Task objective: Copy out every line of the records below that contains the string "rectangular". Case counts.

---- Dataset records

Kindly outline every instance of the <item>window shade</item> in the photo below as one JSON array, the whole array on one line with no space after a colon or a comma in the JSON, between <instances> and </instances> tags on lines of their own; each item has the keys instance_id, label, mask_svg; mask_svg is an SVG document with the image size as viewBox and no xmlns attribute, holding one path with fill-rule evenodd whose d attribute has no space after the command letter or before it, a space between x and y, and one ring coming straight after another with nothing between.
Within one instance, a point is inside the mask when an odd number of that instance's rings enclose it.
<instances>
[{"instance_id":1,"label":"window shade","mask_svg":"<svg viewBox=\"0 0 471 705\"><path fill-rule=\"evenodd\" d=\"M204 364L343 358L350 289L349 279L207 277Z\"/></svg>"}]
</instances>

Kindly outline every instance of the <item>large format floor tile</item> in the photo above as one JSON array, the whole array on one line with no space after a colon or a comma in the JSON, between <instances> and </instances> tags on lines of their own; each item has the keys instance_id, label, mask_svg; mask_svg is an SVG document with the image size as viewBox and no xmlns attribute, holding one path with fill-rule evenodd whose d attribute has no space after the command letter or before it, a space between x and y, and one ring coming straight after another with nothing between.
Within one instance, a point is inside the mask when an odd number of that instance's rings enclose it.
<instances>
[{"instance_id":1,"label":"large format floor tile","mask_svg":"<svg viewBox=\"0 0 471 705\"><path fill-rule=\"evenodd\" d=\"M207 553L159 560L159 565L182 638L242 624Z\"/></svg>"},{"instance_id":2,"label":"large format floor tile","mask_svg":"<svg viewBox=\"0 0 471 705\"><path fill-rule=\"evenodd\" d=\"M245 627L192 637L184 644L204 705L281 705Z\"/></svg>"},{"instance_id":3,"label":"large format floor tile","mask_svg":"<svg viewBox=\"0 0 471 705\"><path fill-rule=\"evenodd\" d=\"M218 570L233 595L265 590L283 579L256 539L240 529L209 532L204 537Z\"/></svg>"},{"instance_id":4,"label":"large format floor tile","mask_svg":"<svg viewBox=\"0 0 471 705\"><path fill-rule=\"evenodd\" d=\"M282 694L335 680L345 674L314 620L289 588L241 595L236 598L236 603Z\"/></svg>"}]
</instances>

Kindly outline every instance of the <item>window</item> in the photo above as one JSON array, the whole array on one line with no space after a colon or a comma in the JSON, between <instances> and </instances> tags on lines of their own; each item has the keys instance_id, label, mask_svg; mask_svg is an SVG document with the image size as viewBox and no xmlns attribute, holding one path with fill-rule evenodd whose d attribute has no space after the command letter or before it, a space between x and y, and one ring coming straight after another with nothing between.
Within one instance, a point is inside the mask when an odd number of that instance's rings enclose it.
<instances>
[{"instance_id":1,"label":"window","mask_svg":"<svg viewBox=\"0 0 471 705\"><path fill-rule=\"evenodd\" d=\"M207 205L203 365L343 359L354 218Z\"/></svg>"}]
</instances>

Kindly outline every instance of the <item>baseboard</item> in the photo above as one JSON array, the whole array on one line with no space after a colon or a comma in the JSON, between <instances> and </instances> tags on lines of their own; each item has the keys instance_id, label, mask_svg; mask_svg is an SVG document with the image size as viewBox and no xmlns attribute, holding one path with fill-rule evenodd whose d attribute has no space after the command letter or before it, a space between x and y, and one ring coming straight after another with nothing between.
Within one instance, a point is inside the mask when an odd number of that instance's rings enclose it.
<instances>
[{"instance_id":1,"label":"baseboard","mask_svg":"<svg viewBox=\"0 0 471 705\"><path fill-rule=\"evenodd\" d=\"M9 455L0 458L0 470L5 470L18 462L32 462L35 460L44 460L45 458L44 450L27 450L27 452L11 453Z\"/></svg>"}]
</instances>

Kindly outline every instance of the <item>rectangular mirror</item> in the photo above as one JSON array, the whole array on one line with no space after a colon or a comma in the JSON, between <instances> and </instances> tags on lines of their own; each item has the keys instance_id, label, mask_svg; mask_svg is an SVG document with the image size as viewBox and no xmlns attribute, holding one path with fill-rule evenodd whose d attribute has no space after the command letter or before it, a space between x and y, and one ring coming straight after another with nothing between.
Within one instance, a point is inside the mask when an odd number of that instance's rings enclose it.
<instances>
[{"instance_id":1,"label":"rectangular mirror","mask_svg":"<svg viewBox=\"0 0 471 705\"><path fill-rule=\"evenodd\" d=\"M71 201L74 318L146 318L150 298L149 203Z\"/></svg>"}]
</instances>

--------

Exercise response:
Kindly outline every instance of the <item>rectangular mirror</item> in the photo above as one JSON array, the whole array on one line with no space after a colon or a comma in the JSON, between <instances> and </instances> tags on lines of their own; each item has the keys instance_id, label, mask_svg; mask_svg is an SVG document with the image size as viewBox and no xmlns attribute, holding one path with fill-rule evenodd whose d attribute has no space after the command letter or before it, a space between x and y, and one ring coming straight after another with nothing between.
[{"instance_id":1,"label":"rectangular mirror","mask_svg":"<svg viewBox=\"0 0 471 705\"><path fill-rule=\"evenodd\" d=\"M71 201L74 318L146 318L150 298L149 203Z\"/></svg>"}]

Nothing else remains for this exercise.